[START TASK INPUT]

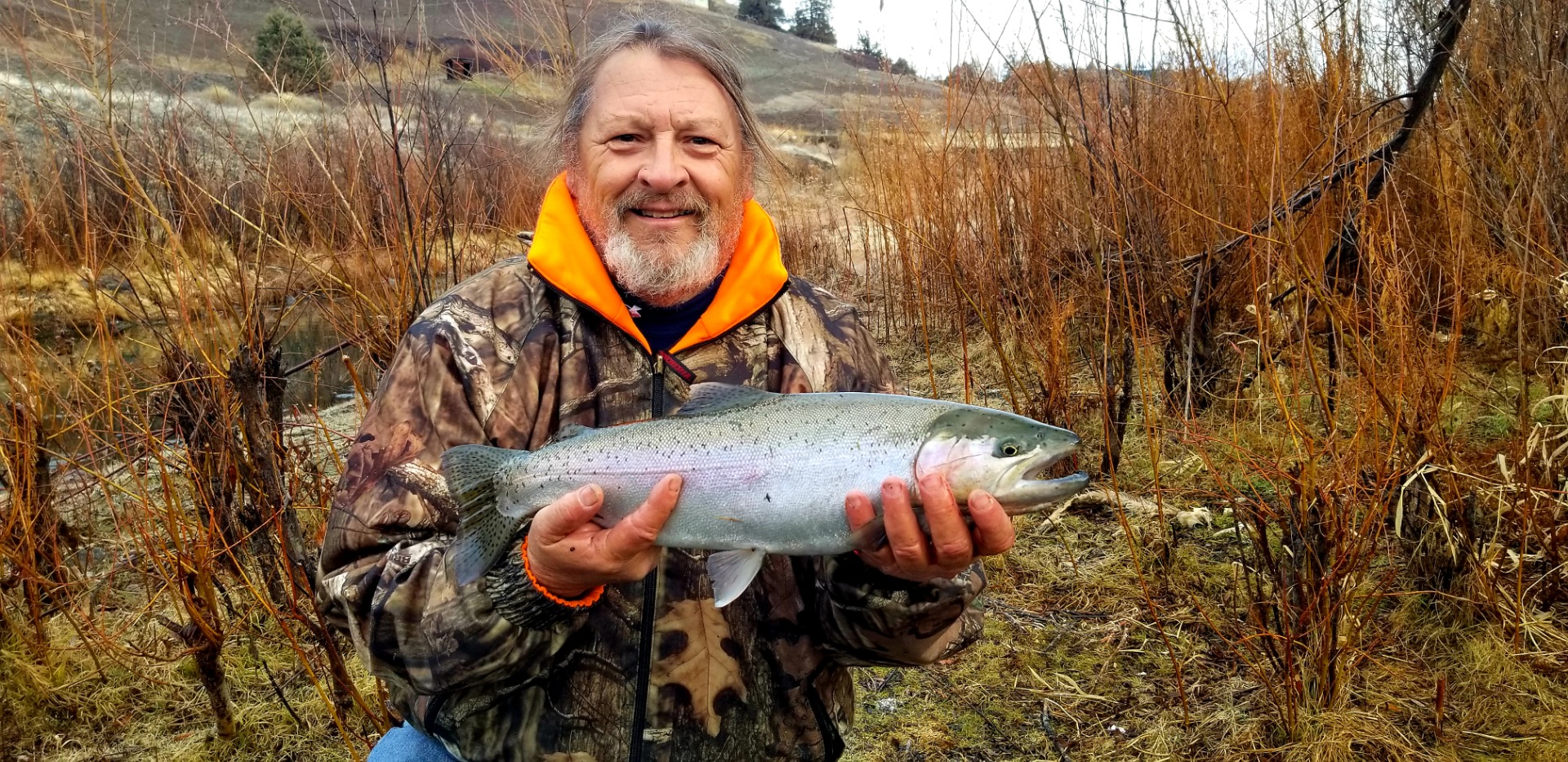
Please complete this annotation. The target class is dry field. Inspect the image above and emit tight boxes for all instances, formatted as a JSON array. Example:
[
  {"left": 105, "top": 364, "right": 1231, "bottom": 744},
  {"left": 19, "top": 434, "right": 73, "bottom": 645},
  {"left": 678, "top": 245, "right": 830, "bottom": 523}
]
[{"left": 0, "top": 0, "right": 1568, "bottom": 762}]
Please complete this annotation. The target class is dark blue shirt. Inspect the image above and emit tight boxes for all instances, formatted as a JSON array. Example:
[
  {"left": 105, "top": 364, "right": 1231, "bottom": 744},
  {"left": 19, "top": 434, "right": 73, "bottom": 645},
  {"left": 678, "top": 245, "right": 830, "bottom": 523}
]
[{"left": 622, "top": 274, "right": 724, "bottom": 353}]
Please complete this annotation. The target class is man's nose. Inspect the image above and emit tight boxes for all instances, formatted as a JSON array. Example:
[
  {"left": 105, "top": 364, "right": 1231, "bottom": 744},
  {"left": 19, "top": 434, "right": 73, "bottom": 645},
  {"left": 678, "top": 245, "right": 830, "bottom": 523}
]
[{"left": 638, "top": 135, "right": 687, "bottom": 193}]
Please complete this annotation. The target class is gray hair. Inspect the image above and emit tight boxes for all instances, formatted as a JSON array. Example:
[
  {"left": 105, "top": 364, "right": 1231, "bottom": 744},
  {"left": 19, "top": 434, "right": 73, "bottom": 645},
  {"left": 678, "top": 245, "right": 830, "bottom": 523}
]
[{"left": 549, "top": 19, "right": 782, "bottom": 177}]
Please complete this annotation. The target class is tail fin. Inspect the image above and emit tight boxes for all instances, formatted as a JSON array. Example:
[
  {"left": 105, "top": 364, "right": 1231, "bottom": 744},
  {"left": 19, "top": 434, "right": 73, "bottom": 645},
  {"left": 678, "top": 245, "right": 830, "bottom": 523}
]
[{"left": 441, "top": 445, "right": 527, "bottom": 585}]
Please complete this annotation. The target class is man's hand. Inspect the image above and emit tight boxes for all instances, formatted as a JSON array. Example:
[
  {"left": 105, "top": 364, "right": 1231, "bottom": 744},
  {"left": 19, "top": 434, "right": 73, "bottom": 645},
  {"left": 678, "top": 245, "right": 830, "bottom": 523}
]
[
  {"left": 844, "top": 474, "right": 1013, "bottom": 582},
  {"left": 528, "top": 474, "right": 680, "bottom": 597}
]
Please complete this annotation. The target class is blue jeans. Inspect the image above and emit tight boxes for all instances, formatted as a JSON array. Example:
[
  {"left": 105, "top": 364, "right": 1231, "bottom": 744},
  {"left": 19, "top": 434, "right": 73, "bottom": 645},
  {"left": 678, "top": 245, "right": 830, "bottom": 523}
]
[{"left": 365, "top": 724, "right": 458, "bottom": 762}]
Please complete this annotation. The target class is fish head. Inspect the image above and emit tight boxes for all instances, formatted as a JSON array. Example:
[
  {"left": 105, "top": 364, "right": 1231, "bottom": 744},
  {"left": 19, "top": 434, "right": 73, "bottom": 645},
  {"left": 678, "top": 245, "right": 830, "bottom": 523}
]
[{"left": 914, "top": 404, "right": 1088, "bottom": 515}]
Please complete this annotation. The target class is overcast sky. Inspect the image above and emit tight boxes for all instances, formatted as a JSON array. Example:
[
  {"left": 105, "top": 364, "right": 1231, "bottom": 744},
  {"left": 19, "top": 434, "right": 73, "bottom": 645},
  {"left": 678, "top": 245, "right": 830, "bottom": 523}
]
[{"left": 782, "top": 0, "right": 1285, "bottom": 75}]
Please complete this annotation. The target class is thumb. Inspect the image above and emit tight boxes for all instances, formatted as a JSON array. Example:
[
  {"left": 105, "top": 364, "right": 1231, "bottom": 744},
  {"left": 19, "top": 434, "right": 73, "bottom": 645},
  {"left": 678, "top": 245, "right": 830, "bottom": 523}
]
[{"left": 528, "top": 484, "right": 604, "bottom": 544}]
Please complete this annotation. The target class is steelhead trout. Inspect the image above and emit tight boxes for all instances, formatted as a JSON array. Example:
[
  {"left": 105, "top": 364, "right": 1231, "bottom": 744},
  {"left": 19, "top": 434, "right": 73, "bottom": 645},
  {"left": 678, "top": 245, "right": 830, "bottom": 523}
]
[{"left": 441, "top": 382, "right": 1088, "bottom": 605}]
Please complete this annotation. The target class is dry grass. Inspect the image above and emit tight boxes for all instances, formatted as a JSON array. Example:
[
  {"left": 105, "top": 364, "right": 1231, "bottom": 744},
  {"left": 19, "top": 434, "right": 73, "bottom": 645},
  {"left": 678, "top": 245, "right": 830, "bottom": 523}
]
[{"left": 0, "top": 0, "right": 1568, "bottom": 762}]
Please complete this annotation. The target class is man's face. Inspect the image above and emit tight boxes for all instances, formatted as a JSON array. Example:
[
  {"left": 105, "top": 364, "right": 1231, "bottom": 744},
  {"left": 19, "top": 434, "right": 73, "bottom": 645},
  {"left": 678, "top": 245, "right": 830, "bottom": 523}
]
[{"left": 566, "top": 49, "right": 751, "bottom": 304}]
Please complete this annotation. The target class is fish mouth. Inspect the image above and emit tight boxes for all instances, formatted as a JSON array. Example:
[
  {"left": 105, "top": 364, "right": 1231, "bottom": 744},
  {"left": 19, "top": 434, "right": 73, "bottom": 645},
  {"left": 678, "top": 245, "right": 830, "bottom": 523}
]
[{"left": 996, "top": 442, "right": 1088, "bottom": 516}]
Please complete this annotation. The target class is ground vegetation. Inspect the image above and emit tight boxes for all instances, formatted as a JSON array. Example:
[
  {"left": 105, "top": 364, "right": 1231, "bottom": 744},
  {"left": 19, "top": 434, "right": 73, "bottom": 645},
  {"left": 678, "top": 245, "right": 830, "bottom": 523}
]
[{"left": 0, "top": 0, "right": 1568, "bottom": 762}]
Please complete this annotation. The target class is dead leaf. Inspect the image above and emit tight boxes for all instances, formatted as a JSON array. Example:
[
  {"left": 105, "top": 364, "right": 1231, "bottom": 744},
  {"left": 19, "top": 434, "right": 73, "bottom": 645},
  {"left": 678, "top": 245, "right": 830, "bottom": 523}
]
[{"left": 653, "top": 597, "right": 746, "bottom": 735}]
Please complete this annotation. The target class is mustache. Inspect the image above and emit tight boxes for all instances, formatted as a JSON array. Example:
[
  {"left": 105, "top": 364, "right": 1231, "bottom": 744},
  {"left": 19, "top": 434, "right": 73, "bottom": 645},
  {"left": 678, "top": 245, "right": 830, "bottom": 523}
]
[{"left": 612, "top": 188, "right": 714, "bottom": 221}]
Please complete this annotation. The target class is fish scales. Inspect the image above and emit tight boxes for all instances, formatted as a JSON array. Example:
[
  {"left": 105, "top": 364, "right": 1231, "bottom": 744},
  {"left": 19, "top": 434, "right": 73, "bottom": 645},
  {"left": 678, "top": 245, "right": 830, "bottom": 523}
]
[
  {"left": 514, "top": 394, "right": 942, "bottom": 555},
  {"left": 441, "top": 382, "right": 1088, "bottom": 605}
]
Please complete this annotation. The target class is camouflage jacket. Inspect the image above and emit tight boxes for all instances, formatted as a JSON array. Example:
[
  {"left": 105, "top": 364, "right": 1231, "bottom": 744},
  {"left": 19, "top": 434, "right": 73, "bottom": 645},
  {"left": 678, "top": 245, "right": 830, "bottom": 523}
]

[END TASK INPUT]
[START TASK INPUT]

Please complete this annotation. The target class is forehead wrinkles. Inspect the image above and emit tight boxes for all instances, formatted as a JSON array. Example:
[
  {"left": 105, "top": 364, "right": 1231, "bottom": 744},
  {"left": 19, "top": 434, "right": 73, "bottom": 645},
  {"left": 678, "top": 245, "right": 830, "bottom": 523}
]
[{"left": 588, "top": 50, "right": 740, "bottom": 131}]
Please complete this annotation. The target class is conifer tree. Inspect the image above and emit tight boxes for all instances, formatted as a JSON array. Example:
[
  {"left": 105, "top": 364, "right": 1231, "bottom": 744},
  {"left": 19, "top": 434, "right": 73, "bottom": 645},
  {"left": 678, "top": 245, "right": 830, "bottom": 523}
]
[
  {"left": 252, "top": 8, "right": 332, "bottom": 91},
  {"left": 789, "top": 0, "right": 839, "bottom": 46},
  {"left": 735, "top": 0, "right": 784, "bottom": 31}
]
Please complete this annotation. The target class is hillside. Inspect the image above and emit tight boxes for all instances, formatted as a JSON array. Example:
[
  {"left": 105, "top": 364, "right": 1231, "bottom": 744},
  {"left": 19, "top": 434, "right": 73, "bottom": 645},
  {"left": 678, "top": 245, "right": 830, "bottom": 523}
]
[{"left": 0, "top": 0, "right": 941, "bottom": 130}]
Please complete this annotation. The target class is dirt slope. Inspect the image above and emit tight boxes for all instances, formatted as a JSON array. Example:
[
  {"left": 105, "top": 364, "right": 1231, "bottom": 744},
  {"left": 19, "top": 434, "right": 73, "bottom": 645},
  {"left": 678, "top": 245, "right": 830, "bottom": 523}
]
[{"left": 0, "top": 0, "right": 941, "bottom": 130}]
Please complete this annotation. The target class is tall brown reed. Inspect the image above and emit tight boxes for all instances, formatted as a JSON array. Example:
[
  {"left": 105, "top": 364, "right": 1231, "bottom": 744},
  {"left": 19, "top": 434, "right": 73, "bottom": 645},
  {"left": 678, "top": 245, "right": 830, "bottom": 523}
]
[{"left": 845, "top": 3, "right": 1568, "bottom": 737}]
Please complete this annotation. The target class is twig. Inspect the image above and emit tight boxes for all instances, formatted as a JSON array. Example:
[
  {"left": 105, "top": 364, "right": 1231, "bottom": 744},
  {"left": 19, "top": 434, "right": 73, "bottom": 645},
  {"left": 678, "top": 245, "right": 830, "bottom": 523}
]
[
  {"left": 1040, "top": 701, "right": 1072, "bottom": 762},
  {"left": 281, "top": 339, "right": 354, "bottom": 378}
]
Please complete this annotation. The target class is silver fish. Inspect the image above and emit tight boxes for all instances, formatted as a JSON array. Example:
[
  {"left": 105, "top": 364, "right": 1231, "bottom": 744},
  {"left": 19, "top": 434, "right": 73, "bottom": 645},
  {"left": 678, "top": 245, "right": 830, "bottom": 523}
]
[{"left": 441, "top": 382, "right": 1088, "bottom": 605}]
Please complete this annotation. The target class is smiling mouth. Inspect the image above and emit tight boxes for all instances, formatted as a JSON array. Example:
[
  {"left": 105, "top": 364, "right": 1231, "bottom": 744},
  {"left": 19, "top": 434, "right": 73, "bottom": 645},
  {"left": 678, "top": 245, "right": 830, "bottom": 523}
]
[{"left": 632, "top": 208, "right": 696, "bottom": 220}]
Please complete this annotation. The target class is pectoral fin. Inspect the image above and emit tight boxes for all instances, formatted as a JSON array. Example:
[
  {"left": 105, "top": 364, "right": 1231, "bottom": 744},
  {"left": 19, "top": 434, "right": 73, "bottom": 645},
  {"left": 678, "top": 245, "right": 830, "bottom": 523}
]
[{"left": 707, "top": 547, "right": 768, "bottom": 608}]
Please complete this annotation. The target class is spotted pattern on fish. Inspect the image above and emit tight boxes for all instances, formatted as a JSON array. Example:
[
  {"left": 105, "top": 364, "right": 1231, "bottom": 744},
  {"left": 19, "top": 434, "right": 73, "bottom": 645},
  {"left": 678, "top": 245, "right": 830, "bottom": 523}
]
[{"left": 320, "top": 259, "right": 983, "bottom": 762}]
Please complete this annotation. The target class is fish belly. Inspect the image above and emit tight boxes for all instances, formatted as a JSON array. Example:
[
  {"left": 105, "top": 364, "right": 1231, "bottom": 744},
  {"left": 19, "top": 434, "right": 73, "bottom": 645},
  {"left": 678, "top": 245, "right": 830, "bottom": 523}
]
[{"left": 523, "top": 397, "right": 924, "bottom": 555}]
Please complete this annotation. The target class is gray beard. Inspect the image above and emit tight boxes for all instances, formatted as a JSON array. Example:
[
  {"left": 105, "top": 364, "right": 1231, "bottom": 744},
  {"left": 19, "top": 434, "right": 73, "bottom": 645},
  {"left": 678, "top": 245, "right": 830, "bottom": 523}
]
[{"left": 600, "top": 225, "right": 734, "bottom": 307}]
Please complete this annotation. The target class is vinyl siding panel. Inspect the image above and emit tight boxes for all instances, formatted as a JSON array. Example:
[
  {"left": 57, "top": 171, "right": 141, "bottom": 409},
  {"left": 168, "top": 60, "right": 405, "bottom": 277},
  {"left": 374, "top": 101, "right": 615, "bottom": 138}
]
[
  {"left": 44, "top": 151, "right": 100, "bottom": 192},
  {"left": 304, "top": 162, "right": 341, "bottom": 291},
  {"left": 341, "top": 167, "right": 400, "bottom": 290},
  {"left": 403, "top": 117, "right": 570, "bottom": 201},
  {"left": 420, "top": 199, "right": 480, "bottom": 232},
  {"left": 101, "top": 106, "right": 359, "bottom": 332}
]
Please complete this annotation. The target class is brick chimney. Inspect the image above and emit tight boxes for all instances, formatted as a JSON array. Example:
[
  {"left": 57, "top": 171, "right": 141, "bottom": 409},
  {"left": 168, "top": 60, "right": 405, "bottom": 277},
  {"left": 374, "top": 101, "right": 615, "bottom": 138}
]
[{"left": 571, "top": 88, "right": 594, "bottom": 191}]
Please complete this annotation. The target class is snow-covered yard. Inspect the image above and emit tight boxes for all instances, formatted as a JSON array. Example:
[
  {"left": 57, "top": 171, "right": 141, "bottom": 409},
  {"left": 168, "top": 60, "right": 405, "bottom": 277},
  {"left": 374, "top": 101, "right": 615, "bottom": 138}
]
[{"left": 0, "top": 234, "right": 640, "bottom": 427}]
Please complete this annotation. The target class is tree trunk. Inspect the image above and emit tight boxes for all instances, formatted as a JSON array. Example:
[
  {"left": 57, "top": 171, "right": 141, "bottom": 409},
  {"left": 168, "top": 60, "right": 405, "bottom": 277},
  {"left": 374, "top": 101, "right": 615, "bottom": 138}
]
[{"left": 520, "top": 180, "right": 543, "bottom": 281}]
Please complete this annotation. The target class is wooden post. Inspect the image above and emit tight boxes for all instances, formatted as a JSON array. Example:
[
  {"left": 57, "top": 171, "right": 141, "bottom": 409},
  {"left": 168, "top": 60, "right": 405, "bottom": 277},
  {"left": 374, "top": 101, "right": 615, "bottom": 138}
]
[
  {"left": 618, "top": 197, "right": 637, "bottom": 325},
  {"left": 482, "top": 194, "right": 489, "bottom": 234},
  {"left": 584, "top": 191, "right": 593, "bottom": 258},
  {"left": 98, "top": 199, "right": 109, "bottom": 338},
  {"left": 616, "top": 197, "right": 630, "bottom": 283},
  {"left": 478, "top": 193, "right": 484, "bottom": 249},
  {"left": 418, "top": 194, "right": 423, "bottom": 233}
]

[END TASK INPUT]

EXERCISE PROMPT
List every line in the material above that contains the word "mouth".

SOLUTION FOR THIS TASK
Please complete this annotation. The target class is fish mouth. Inspect the image above and emit tight boxes for all instances, formatted as a JSON array. Example:
Please complete this annotation. The target class is smiling mouth. Inspect the image above and emit tight boxes for all instances, formatted as a JSON array. Example:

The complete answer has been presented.